→ **Work instruction**
Please print, word for word, every line from the one that contains "Objective — one dot per instance of the woman's hand." through the last line of the records, and nothing else.

Referring expression data
= Beginning of Section =

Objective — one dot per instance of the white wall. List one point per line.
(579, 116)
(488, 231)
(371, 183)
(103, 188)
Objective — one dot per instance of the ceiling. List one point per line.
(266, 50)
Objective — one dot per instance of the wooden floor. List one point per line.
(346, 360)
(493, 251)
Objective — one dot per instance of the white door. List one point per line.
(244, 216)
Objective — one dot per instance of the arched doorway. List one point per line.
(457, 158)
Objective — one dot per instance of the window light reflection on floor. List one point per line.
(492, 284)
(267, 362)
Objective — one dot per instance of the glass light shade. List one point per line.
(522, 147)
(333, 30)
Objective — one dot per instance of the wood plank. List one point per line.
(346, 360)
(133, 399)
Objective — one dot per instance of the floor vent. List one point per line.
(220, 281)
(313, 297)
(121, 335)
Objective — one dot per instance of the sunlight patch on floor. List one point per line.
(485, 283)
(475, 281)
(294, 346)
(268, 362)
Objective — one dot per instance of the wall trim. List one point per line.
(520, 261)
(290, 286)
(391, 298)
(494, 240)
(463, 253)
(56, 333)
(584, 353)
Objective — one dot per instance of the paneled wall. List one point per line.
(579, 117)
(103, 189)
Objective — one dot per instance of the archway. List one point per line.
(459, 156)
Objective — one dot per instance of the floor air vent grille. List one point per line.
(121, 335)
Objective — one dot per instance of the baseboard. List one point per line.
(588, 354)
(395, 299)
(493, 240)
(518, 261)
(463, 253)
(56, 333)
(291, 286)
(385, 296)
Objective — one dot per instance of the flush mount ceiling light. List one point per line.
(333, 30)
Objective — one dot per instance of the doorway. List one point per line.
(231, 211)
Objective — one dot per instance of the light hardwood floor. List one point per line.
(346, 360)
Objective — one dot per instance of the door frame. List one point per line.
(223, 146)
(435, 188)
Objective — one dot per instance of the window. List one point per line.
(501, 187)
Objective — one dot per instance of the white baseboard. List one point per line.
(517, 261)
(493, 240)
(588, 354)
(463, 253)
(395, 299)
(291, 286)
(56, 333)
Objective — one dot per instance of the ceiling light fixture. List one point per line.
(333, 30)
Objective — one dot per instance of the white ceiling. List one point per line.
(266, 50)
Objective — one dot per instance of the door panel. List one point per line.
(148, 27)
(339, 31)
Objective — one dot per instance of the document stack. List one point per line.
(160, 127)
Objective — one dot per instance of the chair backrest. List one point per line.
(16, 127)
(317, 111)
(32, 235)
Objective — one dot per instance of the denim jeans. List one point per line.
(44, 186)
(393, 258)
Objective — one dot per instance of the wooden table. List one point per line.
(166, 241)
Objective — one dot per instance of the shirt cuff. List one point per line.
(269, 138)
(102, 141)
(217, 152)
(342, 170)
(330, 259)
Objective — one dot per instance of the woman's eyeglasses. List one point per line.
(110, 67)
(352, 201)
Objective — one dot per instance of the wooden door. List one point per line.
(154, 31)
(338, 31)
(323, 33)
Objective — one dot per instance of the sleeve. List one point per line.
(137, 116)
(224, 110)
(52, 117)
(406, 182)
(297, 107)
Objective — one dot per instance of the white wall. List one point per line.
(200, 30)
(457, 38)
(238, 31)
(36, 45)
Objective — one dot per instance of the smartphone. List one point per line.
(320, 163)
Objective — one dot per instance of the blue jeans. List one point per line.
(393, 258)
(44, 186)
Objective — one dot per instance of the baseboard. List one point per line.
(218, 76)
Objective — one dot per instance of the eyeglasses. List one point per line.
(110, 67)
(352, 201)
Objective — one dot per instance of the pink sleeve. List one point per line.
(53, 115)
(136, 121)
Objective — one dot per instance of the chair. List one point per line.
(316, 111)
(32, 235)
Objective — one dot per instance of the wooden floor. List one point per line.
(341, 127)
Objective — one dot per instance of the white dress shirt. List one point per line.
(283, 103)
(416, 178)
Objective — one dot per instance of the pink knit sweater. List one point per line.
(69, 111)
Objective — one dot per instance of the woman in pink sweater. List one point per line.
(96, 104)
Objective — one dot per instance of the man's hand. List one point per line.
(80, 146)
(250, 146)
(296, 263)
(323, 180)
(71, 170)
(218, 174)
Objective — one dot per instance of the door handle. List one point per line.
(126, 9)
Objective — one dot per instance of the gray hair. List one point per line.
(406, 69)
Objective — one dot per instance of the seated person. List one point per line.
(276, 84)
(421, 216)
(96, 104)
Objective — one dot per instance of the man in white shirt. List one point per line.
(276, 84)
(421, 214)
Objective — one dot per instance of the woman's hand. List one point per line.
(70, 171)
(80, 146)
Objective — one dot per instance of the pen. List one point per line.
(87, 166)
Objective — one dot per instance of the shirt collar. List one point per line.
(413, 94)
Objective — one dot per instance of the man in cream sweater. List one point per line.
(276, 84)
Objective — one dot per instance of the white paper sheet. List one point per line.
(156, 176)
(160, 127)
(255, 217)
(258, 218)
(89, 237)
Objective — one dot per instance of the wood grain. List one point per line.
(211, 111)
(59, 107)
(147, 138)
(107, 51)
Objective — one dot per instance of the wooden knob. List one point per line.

= End of Section =

→ **Answer for this exercise**
Objective — one dot per instance of the woman's hand. List one point per line.
(70, 171)
(80, 146)
Objective — one dot per instance of the pen. List one point per line.
(87, 166)
Objective — one dot per instance of the shirt collar. List one point per line.
(413, 94)
Objective — one dot per instance of the man in cream sweater. List one point per line.
(276, 84)
Objective — one dot per instance of the white paper sheet. List one point per line.
(156, 176)
(160, 127)
(255, 217)
(258, 218)
(89, 237)
Objective — one dot per instance of the wood grain. List one point per line.
(211, 111)
(59, 107)
(147, 138)
(107, 51)
Objective — one dot per instance of the wooden knob. List one point per line.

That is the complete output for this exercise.